# Travail à faire:
Modifiez les lignes à partir de celle qui contient "</instance>" jusqu'à celle qui contient "131L418 127L413 132L381", en remplaçant "rough mask" par "coarse mask" et en laissant tout le reste intact.
··· Extraits de données
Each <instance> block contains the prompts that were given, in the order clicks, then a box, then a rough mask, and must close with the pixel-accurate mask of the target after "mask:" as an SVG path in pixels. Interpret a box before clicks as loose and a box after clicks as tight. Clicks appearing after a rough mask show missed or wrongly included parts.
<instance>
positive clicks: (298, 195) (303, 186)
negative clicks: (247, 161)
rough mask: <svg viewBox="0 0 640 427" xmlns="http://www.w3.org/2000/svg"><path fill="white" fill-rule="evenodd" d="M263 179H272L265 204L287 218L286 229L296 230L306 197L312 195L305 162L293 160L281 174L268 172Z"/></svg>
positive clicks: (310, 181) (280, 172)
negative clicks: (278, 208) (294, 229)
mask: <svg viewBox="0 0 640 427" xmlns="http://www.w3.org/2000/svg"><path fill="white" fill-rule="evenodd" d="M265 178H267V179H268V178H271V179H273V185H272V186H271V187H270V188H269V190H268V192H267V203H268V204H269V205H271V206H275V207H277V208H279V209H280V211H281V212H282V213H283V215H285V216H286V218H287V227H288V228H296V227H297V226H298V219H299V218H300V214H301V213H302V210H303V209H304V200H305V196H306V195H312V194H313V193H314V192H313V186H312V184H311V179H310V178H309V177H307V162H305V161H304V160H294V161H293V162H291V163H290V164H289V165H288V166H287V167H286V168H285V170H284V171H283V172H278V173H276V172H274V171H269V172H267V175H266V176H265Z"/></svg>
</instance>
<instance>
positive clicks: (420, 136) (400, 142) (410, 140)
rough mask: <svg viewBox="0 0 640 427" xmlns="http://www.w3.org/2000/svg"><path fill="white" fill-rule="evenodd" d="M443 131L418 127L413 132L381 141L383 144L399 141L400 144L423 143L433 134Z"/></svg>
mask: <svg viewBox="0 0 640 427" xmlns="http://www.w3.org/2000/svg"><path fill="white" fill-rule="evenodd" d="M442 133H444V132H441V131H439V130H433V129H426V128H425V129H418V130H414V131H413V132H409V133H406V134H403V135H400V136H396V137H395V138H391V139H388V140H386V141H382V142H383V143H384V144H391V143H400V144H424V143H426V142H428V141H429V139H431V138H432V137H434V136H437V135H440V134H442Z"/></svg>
······
# Solution proposée:
</instance>
<instance>
positive clicks: (420, 136) (400, 142) (410, 140)
coarse mask: <svg viewBox="0 0 640 427" xmlns="http://www.w3.org/2000/svg"><path fill="white" fill-rule="evenodd" d="M443 131L418 127L413 132L381 141L383 144L399 141L400 144L423 143L433 134Z"/></svg>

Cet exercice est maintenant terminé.